Pull out every line in the data below that contains the string "fence". Case counts.

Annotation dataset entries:
^^^^^^^^^^^^^^^^

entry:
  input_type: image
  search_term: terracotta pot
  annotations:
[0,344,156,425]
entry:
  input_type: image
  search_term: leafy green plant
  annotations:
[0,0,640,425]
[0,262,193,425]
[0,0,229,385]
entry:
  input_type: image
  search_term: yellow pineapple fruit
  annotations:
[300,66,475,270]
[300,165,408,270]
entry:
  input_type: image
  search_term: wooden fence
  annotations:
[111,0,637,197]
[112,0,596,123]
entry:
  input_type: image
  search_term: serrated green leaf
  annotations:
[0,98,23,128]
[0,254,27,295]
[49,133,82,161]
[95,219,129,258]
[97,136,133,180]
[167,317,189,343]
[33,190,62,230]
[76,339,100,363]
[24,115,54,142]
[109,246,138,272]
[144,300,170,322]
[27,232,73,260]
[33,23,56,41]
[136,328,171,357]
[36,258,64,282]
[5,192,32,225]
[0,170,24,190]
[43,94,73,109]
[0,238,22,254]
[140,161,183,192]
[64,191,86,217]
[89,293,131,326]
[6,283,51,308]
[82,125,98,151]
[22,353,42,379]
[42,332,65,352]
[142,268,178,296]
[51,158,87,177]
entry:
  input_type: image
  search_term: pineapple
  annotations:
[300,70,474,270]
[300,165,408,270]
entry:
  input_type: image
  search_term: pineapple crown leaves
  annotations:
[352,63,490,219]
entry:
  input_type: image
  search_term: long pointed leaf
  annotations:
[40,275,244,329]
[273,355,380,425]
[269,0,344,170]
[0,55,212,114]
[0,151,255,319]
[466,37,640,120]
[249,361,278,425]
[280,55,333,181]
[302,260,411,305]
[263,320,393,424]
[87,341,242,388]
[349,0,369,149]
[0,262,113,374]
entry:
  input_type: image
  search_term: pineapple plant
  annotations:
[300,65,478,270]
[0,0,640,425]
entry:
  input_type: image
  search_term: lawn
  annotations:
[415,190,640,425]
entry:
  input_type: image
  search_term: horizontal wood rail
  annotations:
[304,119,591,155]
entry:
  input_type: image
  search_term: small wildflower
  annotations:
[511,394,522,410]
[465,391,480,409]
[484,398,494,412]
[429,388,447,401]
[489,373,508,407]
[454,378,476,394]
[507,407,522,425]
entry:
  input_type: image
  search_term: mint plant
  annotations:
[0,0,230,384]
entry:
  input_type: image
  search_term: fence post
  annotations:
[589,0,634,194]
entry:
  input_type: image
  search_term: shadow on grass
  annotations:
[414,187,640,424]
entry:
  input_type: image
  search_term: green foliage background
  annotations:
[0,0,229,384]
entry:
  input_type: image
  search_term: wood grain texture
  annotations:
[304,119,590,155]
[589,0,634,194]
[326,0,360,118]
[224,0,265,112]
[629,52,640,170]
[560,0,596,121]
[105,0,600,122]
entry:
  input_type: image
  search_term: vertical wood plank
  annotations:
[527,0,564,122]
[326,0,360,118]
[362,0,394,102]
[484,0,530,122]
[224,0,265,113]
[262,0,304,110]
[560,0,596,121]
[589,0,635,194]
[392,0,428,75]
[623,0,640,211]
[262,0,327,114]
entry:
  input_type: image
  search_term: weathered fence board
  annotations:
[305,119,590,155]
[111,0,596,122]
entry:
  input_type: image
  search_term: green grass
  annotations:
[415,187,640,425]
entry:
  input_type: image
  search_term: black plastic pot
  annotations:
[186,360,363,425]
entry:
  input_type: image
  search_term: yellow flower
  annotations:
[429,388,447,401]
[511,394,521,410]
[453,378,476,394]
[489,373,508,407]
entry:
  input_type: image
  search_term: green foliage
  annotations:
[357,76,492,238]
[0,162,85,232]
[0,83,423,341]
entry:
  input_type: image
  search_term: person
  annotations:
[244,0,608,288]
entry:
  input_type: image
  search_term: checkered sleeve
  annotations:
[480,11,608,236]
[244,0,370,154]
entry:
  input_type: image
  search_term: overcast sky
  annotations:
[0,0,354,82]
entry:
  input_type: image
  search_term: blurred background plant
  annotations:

^^^^^^^^^^^^^^^^

REPLY TO THE TASK —
  search_term: wooden fence
  search_term: fence post
  search_term: weathered fence board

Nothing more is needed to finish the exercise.